[Begin]

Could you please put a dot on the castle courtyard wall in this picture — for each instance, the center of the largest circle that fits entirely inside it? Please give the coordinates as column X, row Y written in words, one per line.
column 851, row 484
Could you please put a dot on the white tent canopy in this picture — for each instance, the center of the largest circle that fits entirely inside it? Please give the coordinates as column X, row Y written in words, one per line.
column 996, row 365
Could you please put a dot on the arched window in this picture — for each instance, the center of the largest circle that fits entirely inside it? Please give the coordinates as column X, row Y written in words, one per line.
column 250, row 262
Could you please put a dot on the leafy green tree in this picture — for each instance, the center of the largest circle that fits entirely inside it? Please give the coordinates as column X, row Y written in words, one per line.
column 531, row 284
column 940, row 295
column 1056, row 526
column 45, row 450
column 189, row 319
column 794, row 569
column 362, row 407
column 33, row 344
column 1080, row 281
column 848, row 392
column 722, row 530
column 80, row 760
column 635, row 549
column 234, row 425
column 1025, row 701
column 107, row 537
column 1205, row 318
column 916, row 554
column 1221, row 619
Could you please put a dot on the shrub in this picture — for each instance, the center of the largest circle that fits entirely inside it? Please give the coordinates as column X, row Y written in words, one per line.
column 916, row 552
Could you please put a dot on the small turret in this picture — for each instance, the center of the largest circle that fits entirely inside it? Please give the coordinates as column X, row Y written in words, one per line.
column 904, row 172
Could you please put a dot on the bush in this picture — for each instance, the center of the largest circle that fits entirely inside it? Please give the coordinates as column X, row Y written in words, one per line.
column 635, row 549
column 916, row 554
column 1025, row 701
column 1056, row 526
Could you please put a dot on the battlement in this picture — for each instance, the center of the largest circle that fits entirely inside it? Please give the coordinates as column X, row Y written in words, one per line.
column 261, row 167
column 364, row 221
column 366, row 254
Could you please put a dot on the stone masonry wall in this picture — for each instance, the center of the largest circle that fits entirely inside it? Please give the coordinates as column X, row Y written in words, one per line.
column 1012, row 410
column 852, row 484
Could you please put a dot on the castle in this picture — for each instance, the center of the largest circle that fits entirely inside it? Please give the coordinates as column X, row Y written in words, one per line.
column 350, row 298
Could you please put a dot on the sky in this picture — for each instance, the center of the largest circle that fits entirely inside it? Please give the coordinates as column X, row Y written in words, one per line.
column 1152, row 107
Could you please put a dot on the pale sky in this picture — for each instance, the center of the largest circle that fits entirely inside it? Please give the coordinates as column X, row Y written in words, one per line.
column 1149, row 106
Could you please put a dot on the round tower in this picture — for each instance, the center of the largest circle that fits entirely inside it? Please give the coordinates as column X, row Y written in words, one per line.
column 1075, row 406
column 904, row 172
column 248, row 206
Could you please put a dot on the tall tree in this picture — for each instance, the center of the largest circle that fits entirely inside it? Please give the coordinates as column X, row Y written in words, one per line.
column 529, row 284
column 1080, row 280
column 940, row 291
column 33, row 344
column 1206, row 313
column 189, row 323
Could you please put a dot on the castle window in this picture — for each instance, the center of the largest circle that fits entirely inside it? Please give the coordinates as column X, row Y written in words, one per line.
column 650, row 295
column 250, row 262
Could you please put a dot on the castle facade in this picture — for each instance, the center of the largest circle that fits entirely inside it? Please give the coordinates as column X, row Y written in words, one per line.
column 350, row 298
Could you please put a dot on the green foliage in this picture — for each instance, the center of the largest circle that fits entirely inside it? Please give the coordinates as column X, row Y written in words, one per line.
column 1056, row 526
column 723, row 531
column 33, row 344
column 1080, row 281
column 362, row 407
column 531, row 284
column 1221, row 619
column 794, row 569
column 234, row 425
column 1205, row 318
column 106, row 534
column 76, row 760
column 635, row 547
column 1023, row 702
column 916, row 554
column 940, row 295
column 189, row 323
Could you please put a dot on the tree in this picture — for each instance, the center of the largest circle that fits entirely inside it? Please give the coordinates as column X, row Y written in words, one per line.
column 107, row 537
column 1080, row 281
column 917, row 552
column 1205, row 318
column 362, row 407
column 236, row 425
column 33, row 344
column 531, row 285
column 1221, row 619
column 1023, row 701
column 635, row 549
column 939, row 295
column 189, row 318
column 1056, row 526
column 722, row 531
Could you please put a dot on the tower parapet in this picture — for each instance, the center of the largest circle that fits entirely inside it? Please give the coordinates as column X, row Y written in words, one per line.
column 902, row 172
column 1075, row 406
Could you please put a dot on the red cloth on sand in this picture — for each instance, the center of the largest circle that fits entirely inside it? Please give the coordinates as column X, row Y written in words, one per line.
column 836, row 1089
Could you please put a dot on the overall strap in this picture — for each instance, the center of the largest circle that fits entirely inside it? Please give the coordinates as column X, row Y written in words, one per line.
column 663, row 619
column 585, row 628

[End]

» WRITTEN REQUEST: Could you copy every row above word for word, changing nothing?

» THE REPLY:
Could you please put a dot on the castle courtyard wall in this picture — for each instance, the center of the largest circle that fits entirely inside it? Please give the coordinates as column X, row Y written in words, one per line.
column 851, row 484
Could you please put a dot on the white tent canopy in this picture — for each instance, the center of the largest circle that fits entirely inside it? Please give the coordinates as column X, row Y written in words, one per line.
column 996, row 365
Could you please put a dot on the arched window in this picture — for each instance, the center of the largest circle that fits entirely inside it? Please give the coordinates as column X, row Y written in words, one per line.
column 250, row 262
Could you please put a dot on the leafy green tree in this picture — for each instance, the center of the largest circle that fits entirely inside it? Please give the coordinates as column X, row Y written in words, one per line.
column 531, row 284
column 940, row 295
column 1056, row 526
column 45, row 450
column 189, row 319
column 794, row 569
column 362, row 407
column 33, row 344
column 1080, row 281
column 848, row 392
column 722, row 530
column 80, row 760
column 635, row 549
column 234, row 425
column 1025, row 701
column 107, row 537
column 1205, row 318
column 916, row 554
column 1221, row 619
Could you please put a dot on the shrub in this picture — for each instance, the center of the largest circle that fits entirely inside it? Please give the coordinates as column X, row Y written in words, one per line.
column 916, row 552
Could you please put a dot on the small turret in this picture — for each instance, the center of the largest circle that fits entirely inside it? Please give the coordinates as column X, row Y written in words, one per line.
column 904, row 172
Could you please put a dot on the bush in this picture — for each instance, the center of the largest circle that fits entirely inside it? Please give the coordinates as column X, row Y written in words, one per line.
column 635, row 549
column 916, row 554
column 1025, row 701
column 1056, row 526
Could you please put a dot on the battlement in this picture — for each instance, the center of the largest circle that fits entirely inside it? Please give the coordinates as column X, row Y written in words, one per line.
column 261, row 167
column 364, row 221
column 366, row 254
Could you please put a dot on the stone masonry wall in this picture — for each instance, the center of the largest circle that fits entirely inside it? Please give the coordinates as column X, row Y written in words, one per line.
column 1012, row 410
column 852, row 484
Could you please put a dot on the castle in this picture — for each instance, the center of the largest circle that fits entirely inside it? Please give the coordinates as column X, row Y written in words, one per line.
column 350, row 298
Could you please put a dot on the sky in this picture — for each instance, the center of the largest circle that fits entirely inside it? Please give the coordinates as column X, row Y written in words, one per line.
column 1152, row 107
Could you please put a dot on the pale sky in this picture — for each instance, the center of the largest circle that fits entirely inside it? Please give the coordinates as column X, row Y written in words, one per line.
column 1149, row 106
Could you please put a dot on the round tower in this picture — for each instance, the center of the largest circle that fits entirely inside it? Please give the coordinates as column X, row Y written in words, one per line.
column 1075, row 406
column 904, row 172
column 248, row 206
Could you please put a dot on the tall tree in this picture — for each instance, the center of the largest circle that fits entirely inside it? Please give the coordinates as column X, row Y written in words, one per line.
column 529, row 284
column 1080, row 280
column 940, row 291
column 33, row 344
column 1206, row 313
column 189, row 323
Could you please put a dot on the castle window in this picture — for each instance, the center of the largest circle that fits entirely inside it? Please give the coordinates as column X, row Y written in words, one per line.
column 650, row 295
column 250, row 262
Could you please put a dot on the castle facade in this picture — for each instance, the center of the largest circle that fits entirely inside it? Please give the coordinates as column X, row Y written in words, one per line.
column 350, row 298
Could you please put a dot on the green foliage in this picture — for each instance, the center of the largest circle that fits entirely inside it? Please give the coordinates as column X, row Y written in words, one per line.
column 1056, row 526
column 723, row 531
column 33, row 344
column 1080, row 281
column 362, row 407
column 531, row 284
column 1221, row 619
column 794, row 569
column 234, row 425
column 1205, row 318
column 106, row 534
column 76, row 760
column 635, row 547
column 1023, row 702
column 916, row 554
column 940, row 295
column 189, row 323
Could you please put a dot on the tree in this picture — for each instance, the center of the largest circle that fits entirely inside it? Please give the coordinates as column X, row Y written in words, one per line.
column 107, row 537
column 1080, row 281
column 917, row 552
column 1205, row 318
column 362, row 407
column 236, row 425
column 33, row 344
column 531, row 285
column 1221, row 619
column 1023, row 701
column 635, row 549
column 939, row 295
column 189, row 318
column 1056, row 526
column 722, row 531
Could you please put a dot on the tower parapet in this picture — for each instance, the center of the largest circle that fits entirely inside it? Please give the coordinates as column X, row Y written in words, one per line.
column 902, row 172
column 1075, row 406
Could you please put a dot on the red cloth on sand in this picture — for each instance, the center of the largest circle that fits entirely inside it? Please give the coordinates as column X, row Y written in words, one per line.
column 836, row 1089
Could you please put a dot on the overall strap in this picture — for each instance, the center of the largest circle that fits entirely inside it? Please give the coordinates as column X, row Y written in words, one per line.
column 663, row 619
column 585, row 628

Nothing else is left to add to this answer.